──────── ENTRIES PROVIDED ────────

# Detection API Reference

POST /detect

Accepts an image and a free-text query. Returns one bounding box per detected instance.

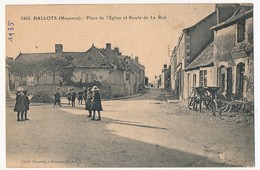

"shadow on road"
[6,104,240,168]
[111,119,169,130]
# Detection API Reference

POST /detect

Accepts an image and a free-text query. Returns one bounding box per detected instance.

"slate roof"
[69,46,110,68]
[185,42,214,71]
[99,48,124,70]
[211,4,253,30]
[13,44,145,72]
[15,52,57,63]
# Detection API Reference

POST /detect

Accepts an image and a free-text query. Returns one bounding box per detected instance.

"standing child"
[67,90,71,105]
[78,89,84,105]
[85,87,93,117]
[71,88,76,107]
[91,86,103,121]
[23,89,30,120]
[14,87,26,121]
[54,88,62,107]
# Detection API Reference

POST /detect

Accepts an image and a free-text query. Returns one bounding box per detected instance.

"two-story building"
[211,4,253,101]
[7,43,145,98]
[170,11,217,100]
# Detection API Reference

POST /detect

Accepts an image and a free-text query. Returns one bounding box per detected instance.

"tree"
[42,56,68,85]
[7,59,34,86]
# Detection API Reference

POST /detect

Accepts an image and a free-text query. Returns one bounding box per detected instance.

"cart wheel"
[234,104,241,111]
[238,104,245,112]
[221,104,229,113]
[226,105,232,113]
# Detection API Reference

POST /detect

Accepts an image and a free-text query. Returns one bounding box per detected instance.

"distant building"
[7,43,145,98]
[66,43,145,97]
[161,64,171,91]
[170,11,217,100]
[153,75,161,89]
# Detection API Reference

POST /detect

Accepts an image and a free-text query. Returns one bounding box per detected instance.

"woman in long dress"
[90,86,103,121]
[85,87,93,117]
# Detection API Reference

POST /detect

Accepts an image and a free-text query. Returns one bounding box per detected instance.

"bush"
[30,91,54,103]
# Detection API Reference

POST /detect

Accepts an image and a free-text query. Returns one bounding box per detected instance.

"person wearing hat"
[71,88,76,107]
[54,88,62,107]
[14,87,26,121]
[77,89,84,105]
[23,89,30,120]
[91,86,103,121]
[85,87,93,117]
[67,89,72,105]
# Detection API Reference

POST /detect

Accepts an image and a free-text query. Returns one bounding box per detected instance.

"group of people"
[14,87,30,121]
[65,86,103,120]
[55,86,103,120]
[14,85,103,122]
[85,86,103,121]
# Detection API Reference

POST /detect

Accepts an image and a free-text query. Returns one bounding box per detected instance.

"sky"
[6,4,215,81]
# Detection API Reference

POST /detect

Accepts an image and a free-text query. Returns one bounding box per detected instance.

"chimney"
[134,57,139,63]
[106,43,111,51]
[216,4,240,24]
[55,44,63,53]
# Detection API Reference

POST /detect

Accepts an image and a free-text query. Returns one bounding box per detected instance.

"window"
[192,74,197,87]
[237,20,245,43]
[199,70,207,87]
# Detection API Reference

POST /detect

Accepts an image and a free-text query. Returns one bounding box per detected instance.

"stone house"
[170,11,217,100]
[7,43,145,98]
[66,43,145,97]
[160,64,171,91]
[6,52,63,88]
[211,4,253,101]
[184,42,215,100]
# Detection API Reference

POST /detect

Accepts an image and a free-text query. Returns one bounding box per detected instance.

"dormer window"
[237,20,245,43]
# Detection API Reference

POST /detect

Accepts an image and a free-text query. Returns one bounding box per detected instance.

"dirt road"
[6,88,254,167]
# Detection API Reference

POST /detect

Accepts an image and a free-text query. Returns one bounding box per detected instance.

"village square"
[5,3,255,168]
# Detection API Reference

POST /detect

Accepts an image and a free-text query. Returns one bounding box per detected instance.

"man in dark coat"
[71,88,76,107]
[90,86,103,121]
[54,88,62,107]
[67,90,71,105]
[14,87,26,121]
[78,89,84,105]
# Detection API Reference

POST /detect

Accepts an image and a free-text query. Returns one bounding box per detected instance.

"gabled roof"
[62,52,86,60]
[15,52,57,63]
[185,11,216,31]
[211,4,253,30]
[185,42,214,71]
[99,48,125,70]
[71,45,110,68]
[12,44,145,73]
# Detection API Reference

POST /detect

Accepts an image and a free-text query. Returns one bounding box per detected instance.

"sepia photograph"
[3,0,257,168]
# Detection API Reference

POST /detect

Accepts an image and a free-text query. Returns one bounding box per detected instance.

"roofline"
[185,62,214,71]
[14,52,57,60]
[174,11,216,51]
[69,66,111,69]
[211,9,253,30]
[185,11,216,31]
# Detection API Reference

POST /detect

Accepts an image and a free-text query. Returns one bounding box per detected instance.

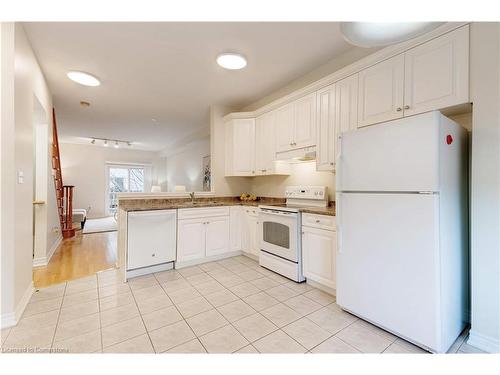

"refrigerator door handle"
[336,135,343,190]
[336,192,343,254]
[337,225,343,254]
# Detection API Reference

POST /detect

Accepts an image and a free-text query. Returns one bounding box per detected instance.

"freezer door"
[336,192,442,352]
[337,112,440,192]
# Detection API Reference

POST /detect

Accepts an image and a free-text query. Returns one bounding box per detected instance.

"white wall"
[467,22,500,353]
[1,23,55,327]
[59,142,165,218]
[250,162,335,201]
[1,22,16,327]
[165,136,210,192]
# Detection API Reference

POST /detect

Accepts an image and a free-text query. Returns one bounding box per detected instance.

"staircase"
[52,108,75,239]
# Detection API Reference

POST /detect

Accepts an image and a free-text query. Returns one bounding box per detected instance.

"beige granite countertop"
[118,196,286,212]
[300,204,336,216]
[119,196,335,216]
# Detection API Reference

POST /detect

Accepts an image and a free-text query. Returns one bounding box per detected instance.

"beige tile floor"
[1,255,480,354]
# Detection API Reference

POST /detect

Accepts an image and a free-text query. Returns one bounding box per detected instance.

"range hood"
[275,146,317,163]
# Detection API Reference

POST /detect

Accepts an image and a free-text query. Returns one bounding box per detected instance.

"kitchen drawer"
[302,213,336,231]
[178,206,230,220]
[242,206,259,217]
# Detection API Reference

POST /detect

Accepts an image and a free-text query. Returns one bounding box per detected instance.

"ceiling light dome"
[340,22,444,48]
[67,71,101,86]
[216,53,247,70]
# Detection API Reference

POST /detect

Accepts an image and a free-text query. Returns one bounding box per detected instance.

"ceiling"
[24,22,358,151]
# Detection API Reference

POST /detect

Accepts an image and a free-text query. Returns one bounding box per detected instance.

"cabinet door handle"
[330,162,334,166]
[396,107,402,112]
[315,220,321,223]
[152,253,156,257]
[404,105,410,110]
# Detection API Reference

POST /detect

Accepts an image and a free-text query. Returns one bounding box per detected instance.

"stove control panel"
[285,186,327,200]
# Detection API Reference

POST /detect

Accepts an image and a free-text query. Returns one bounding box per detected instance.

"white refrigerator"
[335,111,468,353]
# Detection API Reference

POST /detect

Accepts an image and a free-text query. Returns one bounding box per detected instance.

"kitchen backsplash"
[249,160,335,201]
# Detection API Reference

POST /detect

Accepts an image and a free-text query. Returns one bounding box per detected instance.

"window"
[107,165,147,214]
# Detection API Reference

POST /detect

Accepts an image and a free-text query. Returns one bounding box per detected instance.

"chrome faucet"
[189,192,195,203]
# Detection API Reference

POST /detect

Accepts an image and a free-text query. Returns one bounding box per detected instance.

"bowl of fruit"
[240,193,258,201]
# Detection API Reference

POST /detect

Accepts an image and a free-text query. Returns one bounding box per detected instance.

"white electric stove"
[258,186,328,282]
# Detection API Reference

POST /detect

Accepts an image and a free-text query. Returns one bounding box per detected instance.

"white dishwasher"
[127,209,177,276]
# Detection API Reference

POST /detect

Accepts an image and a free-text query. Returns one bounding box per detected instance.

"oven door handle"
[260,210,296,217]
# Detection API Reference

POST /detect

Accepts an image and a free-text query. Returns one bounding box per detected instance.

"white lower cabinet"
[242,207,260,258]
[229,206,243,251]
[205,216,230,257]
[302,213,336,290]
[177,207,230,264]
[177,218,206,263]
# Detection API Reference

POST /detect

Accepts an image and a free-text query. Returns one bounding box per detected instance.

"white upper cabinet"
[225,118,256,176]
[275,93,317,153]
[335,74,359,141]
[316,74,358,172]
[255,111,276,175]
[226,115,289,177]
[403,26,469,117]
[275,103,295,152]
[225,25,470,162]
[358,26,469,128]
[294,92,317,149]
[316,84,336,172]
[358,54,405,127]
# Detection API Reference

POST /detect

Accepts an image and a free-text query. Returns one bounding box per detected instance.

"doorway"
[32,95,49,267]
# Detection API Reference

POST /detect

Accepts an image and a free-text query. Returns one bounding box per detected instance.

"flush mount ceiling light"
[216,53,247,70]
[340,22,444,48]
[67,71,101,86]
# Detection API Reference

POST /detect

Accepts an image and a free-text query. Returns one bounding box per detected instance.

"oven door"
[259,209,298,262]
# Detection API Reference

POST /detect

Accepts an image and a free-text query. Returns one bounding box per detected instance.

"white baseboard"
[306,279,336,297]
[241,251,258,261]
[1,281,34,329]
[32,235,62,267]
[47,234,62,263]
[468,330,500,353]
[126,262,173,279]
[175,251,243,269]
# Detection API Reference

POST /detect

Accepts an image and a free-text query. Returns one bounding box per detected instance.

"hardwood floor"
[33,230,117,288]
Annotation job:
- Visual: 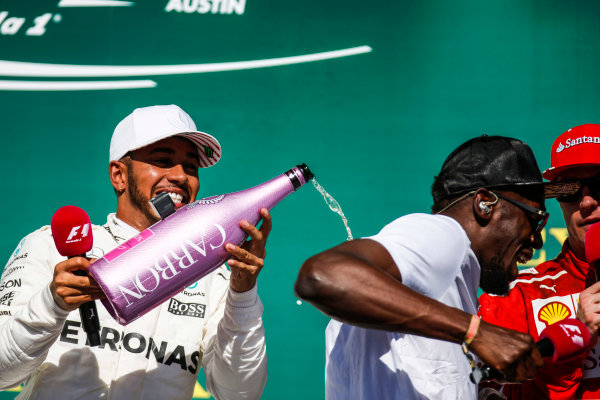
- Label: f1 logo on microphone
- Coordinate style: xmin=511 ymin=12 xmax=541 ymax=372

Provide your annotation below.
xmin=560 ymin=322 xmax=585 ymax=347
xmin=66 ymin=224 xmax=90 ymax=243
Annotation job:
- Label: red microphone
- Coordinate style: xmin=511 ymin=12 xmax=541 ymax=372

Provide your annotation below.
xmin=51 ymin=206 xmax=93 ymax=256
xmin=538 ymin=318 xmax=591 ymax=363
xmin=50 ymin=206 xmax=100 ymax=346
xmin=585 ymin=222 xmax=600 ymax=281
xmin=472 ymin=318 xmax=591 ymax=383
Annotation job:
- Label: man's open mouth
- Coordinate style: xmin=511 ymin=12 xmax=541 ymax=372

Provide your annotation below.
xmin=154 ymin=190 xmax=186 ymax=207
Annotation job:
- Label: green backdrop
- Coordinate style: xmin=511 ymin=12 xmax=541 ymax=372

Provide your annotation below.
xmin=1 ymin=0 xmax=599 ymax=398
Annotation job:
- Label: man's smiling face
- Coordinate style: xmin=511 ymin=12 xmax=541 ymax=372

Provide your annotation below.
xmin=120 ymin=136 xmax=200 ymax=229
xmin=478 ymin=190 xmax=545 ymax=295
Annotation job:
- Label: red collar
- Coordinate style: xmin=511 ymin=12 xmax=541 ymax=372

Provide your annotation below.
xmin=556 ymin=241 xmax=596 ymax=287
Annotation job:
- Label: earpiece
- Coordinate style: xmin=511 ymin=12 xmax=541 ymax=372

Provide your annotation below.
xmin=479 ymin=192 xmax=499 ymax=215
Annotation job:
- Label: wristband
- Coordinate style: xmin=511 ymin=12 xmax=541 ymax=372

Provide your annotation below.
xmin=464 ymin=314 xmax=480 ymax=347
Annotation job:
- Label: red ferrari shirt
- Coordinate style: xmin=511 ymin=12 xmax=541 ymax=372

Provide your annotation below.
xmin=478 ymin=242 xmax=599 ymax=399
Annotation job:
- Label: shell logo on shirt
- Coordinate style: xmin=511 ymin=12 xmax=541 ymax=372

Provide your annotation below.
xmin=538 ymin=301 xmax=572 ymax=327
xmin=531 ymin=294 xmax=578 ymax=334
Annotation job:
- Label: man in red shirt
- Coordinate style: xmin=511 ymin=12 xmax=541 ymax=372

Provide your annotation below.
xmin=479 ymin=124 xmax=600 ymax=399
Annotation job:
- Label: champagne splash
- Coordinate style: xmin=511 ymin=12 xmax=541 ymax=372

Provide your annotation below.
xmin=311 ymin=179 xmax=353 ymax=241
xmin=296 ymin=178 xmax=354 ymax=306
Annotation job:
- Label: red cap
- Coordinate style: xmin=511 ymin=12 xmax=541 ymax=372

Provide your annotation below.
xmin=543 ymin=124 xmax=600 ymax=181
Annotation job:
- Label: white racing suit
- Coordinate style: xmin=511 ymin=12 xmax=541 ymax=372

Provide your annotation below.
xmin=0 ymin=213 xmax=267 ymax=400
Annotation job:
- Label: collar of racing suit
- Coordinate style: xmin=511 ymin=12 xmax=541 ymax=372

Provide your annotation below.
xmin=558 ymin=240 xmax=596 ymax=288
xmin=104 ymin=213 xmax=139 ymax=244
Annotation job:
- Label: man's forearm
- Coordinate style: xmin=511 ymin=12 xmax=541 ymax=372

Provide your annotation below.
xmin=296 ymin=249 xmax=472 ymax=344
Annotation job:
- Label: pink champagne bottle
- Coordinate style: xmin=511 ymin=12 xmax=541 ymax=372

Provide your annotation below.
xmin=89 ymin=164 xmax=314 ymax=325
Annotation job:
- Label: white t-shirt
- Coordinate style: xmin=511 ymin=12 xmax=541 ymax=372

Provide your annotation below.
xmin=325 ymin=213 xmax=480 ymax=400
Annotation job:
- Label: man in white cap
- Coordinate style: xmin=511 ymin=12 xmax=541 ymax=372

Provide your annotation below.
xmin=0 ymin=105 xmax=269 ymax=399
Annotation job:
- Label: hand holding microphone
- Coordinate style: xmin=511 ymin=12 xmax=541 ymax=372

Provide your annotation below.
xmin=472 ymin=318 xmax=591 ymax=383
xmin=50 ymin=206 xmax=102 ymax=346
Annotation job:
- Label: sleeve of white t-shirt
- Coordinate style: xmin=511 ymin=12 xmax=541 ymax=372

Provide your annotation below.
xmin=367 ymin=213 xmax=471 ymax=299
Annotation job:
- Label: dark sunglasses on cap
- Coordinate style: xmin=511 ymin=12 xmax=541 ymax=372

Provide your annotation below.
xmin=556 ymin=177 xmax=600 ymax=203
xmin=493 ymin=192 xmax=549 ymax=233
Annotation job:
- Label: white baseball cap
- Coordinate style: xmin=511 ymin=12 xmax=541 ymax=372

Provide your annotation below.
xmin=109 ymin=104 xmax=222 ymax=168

────────

** WHAT IS BEING ASKED **
Using the entries above, return each line in which the word "logo" occurs.

** WRITTEN REPLY **
- Label: f1 logo on microphone
- Label: shell logo on shirt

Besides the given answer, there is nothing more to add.